→ OBJECTIVES
(A) In the notes on making an AI voice, what tagname does the docker build command give the fairseq image?
(B) In the notes on making an AI voice, write out the passage again, beginning with the words "to build the" and ending after "in your browser.", and swap every "image" for "container".

-- start of SUPPLIED TEXT --

Making an AI voice from my speaking
Seth .wav files exist in seth/wavs and follows the LJ Speech Dataset
I initially tried using fairseq for speech synthesis, but didn't have great results (even just using the documented model) - I think the vocoder is bad.
Use
docker build -t test .
to build the fairseq docker image with tagname: test
Then move one directory back (so results files can be generated outside github repo)
Then run the image using
docker run --rm -it --entrypoint bash -v .:/workspace --gpus all -p 8888:8888 test
And start the jupyter lab server with
jupyter lab --ip='0.0.0.0' --allow-root
Use the link provided i.e. http://127.0.0.1:8888/[token] to see jupyter in your browser.
Then run the notebooks: LJNonProd.ipynb and/or LJProd.ipynb
Change into the TTS folder.

-- end of SUPPLIED TEXT --
-- start of RECORDED DATA --

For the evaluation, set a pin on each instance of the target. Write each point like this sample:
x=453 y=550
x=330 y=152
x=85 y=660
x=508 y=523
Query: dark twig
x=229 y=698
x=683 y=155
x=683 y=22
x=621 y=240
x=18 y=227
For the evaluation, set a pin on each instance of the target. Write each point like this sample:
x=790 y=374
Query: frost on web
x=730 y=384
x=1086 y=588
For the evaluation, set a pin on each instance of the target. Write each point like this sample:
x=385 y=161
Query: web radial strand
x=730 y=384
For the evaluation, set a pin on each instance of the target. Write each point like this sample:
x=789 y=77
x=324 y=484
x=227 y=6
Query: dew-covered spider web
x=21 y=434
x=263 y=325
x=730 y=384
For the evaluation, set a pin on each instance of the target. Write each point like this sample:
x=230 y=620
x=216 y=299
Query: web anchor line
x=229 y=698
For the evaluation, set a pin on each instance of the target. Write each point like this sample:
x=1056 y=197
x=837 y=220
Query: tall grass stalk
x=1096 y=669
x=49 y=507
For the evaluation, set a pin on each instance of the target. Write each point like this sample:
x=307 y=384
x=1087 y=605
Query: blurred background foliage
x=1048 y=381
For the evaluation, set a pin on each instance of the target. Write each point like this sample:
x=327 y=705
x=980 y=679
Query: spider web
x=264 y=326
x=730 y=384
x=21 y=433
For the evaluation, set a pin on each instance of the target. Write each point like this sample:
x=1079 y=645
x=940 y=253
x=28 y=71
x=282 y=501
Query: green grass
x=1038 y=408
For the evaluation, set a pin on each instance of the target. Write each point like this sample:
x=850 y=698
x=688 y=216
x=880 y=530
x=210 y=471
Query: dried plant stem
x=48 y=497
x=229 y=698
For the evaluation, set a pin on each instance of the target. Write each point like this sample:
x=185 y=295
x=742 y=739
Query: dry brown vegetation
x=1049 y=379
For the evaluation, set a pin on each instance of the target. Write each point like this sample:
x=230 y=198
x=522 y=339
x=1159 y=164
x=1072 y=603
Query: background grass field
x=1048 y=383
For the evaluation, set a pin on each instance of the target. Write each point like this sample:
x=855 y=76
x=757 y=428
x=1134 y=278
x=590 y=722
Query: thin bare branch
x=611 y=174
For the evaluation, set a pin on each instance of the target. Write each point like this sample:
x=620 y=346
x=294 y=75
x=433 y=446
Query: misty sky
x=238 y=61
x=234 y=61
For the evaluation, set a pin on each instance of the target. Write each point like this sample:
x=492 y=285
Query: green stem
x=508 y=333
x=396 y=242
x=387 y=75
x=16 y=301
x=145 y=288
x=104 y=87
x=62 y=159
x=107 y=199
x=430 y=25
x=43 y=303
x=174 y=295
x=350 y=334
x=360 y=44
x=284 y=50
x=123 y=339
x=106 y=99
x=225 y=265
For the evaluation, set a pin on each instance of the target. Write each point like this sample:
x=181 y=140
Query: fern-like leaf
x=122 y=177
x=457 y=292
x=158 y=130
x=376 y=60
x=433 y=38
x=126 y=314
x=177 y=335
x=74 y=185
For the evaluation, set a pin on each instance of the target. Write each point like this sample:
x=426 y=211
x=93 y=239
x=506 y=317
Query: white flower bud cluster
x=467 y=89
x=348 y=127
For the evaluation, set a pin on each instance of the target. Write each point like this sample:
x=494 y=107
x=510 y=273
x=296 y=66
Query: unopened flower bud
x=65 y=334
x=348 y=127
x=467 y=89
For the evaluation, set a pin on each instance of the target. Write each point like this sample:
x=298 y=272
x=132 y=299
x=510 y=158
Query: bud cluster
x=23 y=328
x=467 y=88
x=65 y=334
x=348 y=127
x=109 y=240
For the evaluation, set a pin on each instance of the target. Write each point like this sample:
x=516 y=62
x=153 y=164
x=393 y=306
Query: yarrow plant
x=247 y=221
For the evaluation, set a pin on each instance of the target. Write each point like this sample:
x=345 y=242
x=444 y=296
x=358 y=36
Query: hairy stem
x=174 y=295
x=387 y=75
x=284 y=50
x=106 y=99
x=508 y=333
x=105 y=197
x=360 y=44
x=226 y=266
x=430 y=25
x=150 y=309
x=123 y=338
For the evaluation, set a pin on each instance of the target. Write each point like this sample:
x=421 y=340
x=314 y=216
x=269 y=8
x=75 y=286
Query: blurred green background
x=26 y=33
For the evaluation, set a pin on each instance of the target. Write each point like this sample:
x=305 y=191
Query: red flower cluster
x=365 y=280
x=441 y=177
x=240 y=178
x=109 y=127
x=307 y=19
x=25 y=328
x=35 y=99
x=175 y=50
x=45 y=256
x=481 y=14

-- end of RECORDED DATA --

→ TASK-BY-TASK SOLUTIONS
(A) test

(B)
to build the fairseq docker container with tagname: test
Then move one directory back (so results files can be generated outside github repo)
Then run the container using
docker run --rm -it --entrypoint bash -v .:/workspace --gpus all -p 8888:8888 test
And start the jupyter lab server with
jupyter lab --ip='0.0.0.0' --allow-root
Use the link provided i.e. http://127.0.0.1:8888/[token] to see jupyter in your browser.